EXCERPT:

The long-standing struggle within the American Psychological Association over involvement of psychologists in potentially abusive national security interrogations is heating up again, this time with a dispute over its ethics code. In 2002, the APA added the infamous standard 1.02 to its code. This standard allows psychologists to ignore the other provisions of the code when it conflicts with “law, regulations, or other governing legal authority.”
With its echoes of the universally reviled Nuremberg Defense – “I was just following orders” – of the Nazi doctors and others tried for war crimes after World War II, this standard has been deeply disturbing to many APA members and others. This code is binding upon all APA members and upon most licensed psychologists in the country as most, perhaps all, states require those receiving licenses to adhere to the APA code. Standard 1.02 built a loophole into the ethics code that allowed any unethical behavior by those following military or other governmental orders.
Interestingly, in an unenforceable aspirational section of the ethics code, the wording is different:
“If the conflict is unresolvable via such means, psychologists may adhere to the requirements of the law, regulations, or other governing authority in keeping with basic principles of human rights.” [Emphasis added.]
After World War II, as the allies planned the prosecution of Germans for crimes committed during the war, they anticipated the possibility that defendants would use the defense that they were “just following orders” and were thus not morally culpable for their actions. The rules governing the Nuremberg trials stated:
“The fact that a person acted pursuant to order of his Government or of a superior does not relieve him from responsibility under international law, provided a moral choice was in fact possible to him.”
This defense of following orders has been known ever since as the “Nuremberg defense” and has been regularly rejected in both U.S. and international law. In fact, the very term “Nuremberg defense” is often derided as the attempt of scoundrels to avoid moral and criminal responsibility.
In the wake of reports of psychologists aiding the Bush regime program of torture and detainee abuse, having the Nuremberg Defense in the APA’s ethics code took on added significance. Potentially, it could allow psychologists involved in detainee abuse or torture to escape future liability for these abuses before the APA or state ethics committees. Further, since violating professional ethics could be introduced as evidence in the unlikely possibility of future war crimes trials, 1.02 could provide some protection in potential future trials.

AIM 1: Pull out every line of the listing below that contains the string "overcast".

RECORDS SHOWN:
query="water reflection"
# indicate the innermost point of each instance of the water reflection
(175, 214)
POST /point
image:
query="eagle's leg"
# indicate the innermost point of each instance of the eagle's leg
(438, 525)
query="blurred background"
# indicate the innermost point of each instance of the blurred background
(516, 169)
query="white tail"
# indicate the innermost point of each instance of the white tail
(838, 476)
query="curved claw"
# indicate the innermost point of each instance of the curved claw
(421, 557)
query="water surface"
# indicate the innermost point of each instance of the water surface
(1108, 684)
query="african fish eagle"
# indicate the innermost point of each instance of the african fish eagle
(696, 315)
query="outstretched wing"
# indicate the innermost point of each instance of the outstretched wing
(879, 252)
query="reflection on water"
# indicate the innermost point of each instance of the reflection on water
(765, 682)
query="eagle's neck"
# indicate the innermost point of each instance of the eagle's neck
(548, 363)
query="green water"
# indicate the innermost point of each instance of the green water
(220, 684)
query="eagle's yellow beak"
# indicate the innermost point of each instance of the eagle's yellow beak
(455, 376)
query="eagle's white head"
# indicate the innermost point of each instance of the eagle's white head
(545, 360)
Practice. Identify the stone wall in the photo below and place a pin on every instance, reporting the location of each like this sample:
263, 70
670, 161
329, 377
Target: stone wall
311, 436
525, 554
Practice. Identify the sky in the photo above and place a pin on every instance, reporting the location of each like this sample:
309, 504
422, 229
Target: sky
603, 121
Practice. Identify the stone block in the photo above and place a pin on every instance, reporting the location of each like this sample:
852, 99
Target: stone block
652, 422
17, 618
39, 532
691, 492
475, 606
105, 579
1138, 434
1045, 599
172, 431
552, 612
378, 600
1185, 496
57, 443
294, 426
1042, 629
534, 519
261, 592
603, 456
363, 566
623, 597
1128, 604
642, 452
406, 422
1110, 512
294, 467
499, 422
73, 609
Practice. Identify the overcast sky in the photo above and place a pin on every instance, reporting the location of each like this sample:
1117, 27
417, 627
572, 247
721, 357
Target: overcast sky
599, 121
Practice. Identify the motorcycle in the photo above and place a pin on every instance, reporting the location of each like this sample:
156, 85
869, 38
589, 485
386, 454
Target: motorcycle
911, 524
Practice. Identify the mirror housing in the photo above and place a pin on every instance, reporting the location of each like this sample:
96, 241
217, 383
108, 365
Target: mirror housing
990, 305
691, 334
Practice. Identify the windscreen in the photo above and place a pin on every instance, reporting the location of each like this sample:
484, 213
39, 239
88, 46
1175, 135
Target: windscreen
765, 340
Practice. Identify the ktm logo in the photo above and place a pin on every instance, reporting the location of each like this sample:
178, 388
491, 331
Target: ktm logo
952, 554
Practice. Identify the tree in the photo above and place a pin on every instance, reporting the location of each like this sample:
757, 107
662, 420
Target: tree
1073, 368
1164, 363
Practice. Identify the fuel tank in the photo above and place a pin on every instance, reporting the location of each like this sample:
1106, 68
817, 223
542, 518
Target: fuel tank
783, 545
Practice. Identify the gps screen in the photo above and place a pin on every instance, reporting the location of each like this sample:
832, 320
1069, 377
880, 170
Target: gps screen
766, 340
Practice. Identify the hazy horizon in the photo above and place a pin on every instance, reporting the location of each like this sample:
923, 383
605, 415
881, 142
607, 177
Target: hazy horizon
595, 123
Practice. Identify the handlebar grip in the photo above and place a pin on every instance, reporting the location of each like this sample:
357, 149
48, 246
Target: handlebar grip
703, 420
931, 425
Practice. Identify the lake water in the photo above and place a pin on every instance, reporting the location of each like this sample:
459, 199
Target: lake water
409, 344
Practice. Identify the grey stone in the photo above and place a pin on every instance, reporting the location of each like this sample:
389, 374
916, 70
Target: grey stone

AIM 2: Please give the stretch of the article on the APA ethics code from "With its echoes" through "other governmental orders." again, renaming "loophole" to "gap".

WRITTEN REPLY 1:
Practice. Identify the overcast sky in the photo above and place a pin on every instance, reporting the location of each like this sample:
Target: overcast sky

WRITTEN REPLY 2:
With its echoes of the universally reviled Nuremberg Defense – “I was just following orders” – of the Nazi doctors and others tried for war crimes after World War II, this standard has been deeply disturbing to many APA members and others. This code is binding upon all APA members and upon most licensed psychologists in the country as most, perhaps all, states require those receiving licenses to adhere to the APA code. Standard 1.02 built a gap into the ethics code that allowed any unethical behavior by those following military or other governmental orders.